* **Task objective**:
Shorten the paragraph of the text that begins "Although he opened his defence outline," keeping its main facts.

* **Text shown**:
BEGIN

5.10 He cannot possibly be held criminally liable for alleged offending conduct and or alleged offending action which was alleged to have been done by his equals from different departments of the City of Harare.

6 The second accused asserts that he cannot be properly prosecuted alone based on alleged town clerk reports which reports were allegedly signed by the town clerk and were allegedly considered by the Finance and Development Committee members as the Town Clerk Reports in circumstances where it is the Town Clerk who is the Accounting Officer of the City of Harare and the person responsible for the Town Clerk’s Report as the name says. The second accused is further perplexed by the absence of the members of the Finance Committee from the trial yet they are the ones who resolved to recommend to the full council to sell the alleged stands to the three companies Optel Enterprises (Pvt)Ltd , Silver Harbour Enterprises (Pvt) Ltd and Leanforth Investments (Pvt) Ltd.”


[17] The indictment is clear. The state alleges therein that the offence was committed during the period from September 2018 to August 2020 by the accused persons, at City of Harare Council offices, Central Business District with the second accused committing the offence by criminally abusing his duty as the Acting Finance Director.

[18] Although he opened his defence outline by resorting to the scatter gun approach of virtually denying everything and putting the State to the proof thereof, the same defence outline is clear, and specific, in paragraphs 5.9, 5.10 and 6 that the second accused did not deny that he was the City of Harare Acting Finance Director during the period the offence is alleged to have been committed. That period, as set out in the indictment, spanned the period from September 2018 to August 2020. This means he did not put the State to prove this fact. Indeed, the State case was conducted on the basis that the second accused was the Acting Finance Director of the City of Harare during the period September 2018 to August 2020.

[19] The indictment has an annexure. The latter sets out two duties of the Finance Director, among others. Those listed are:

“(a) to ensure the financial interests of the Council are safeguarded in all property acquisitions and disposals.

(b) to design and implement robust systems and controls to monitor implementation of financial and property valuation policies.”


[20] In outlining his defence the third accused asserted that everything that he did was above board. He received instructions from his superiors to expedite sale of these particular stands to raise revenue to pay salaries of Council employees as well as to increase the council’s revenue base. Council was in a precarious financial position. He informed his immediate superior, the Finance Director, that there was a need to advise Old Hararians Sports Club, as the leaseholders of the land in question, of the proposal to subdivide the land and sell the same. Hence the Acting Finance Director wrote to Old Hararians Sports Club on 20 August 2019 advising that council had identified stand 13378 Harare Township (which was one of the pieces of land leased to the Sports Club) for alienation for commercial purposes. The third accused asserted that there was nothing criminal in the entire process which culminated in addressing correspondence to three companies wherein it was stated that council had approved the sales and that each of them should pay the purchase price into a nominated council bank account and furnish proof of payment to the office of the Finance Director at Rowan Martin Building.

END

(Recorded data)
BEGIN

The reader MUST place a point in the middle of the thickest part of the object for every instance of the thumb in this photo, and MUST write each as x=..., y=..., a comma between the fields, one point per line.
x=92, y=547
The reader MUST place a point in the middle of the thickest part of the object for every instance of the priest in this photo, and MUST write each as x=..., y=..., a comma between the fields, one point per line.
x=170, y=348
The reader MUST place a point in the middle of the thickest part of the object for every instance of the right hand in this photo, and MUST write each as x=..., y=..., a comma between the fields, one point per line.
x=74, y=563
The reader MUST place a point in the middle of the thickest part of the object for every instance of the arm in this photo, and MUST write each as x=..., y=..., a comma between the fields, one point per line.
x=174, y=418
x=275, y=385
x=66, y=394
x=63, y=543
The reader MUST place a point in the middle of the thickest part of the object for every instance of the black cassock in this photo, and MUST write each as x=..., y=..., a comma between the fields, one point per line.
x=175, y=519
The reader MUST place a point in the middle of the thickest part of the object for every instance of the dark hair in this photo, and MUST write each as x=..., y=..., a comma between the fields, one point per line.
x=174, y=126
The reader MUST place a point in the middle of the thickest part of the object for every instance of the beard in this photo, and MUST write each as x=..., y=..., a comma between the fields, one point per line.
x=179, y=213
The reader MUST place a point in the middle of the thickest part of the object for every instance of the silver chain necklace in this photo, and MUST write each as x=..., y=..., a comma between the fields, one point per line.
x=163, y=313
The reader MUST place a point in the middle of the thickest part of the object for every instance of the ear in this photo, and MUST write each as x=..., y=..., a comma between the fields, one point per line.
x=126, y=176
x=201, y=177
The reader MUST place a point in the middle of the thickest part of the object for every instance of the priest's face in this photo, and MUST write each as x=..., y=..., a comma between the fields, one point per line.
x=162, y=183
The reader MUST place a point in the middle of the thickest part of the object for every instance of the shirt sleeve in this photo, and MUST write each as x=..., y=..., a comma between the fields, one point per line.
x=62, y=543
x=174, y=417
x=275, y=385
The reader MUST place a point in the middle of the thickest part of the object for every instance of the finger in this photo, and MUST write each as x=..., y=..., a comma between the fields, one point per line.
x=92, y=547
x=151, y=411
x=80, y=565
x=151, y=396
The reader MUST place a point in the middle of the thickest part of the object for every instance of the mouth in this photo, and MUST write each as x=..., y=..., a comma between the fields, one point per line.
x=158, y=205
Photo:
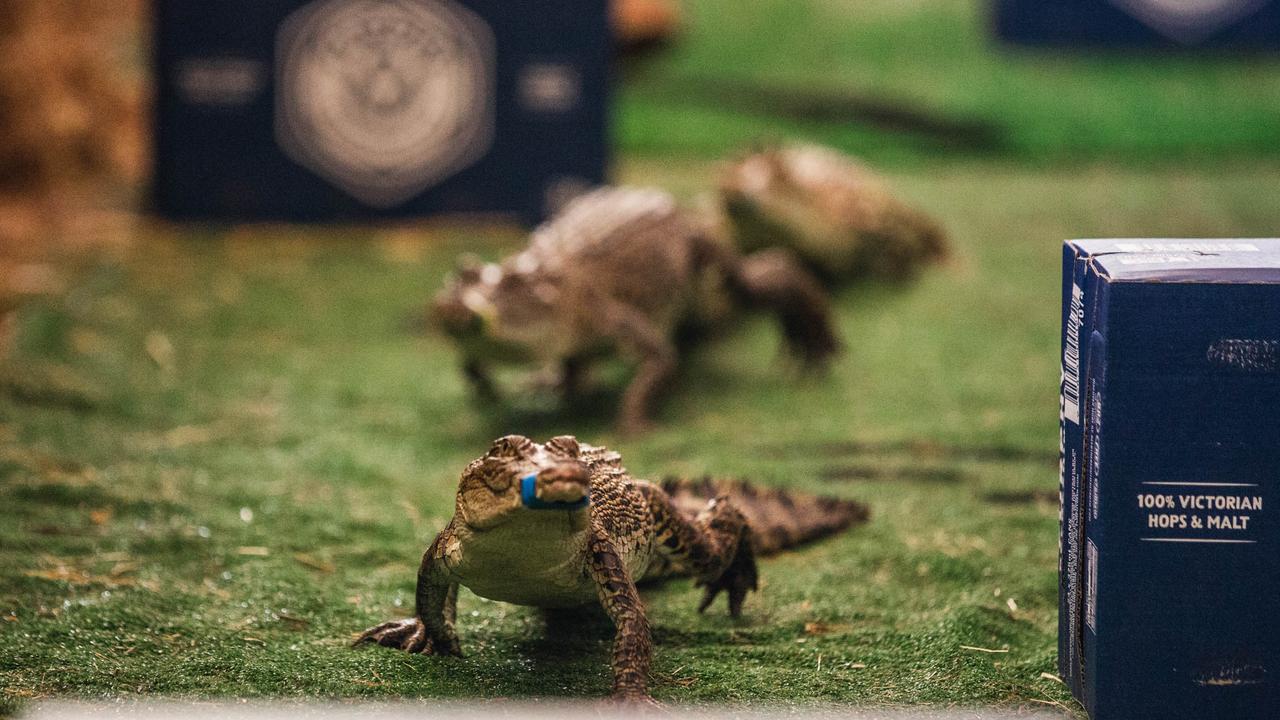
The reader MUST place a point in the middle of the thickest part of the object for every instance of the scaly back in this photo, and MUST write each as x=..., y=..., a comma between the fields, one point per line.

END

* **Your solution**:
The second accused's defence outline began by denying virtually everything and putting the State to the proof. However, paragraphs 5.9, 5.10 and 6 clearly did not deny that he was the City of Harare Acting Finance Director from September 2018 to August 2020, the period set out in the indictment. He therefore did not require the State to prove this fact, and the State conducted its case on that basis.